▶ **SHORT EXERCISE**: From the items below, extract every line that contains the word "background" and copy each such line in full.

++++ INFORMATION GIVEN

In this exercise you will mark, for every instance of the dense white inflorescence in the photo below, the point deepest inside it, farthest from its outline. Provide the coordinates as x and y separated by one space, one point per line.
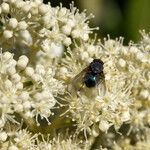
43 48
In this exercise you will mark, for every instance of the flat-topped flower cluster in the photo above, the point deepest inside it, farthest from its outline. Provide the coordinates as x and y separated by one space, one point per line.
42 49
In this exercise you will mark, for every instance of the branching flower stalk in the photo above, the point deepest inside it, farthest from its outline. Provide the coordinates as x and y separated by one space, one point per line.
42 49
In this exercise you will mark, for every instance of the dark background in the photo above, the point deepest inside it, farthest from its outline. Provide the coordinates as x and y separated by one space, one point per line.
115 17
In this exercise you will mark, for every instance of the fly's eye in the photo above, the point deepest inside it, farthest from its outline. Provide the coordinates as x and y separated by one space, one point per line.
96 66
90 80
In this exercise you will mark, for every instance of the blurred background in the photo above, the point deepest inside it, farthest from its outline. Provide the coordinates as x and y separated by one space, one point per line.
115 17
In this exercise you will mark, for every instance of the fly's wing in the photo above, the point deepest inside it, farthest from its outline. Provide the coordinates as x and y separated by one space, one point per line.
77 81
101 86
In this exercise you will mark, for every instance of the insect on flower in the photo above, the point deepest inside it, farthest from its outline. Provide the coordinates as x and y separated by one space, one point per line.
91 78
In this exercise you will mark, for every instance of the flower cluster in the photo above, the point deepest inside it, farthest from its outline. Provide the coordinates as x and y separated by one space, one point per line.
43 56
25 90
39 25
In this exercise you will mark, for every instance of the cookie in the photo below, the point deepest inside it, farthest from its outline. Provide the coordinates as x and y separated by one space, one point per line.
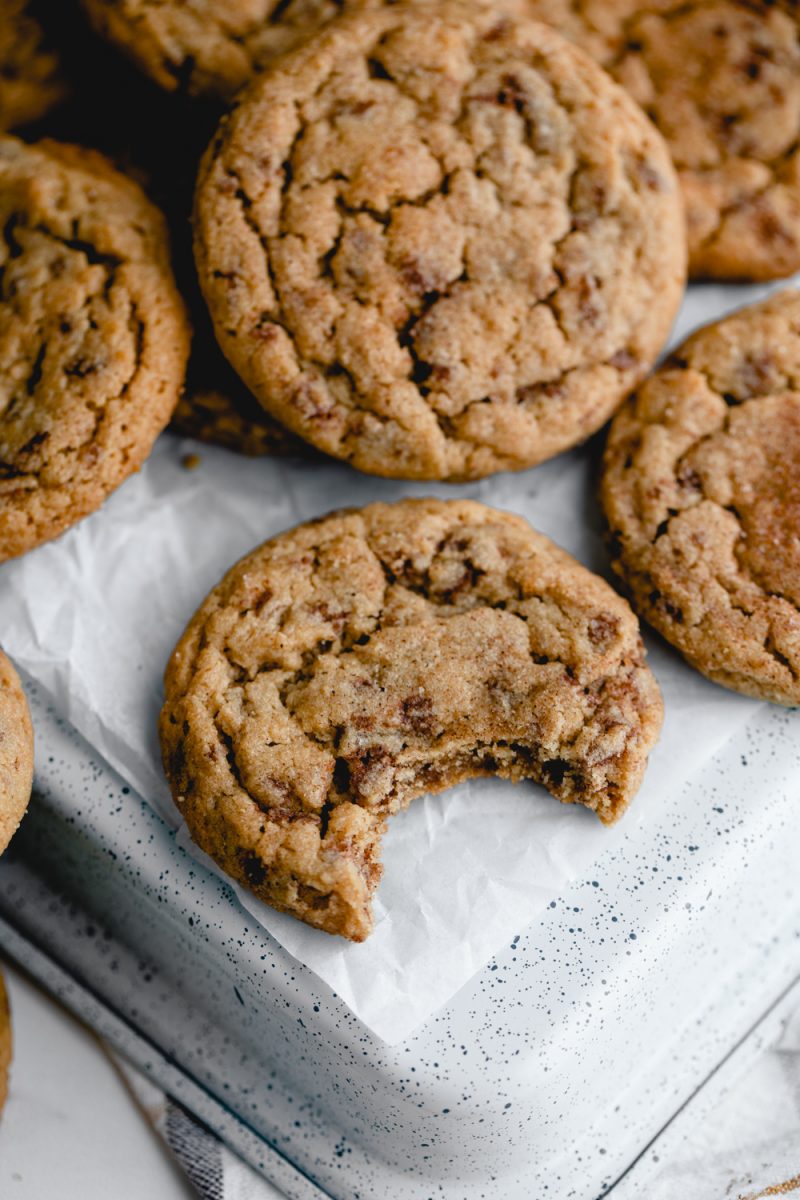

++++++++

▶ **RESPONSE BELOW**:
In this exercise you will mark, for every instance of the dark background in the photo above, the point deepest inside it, farthest from its outline. Provide the coordinates as x and y separated by one space, one point per line.
In this exercise you will mark, for every instance of the blurred background in the photo above, the point deepest inside it, farthest from its outline. Provide the coordinates as x and y separated by one space, one point per line.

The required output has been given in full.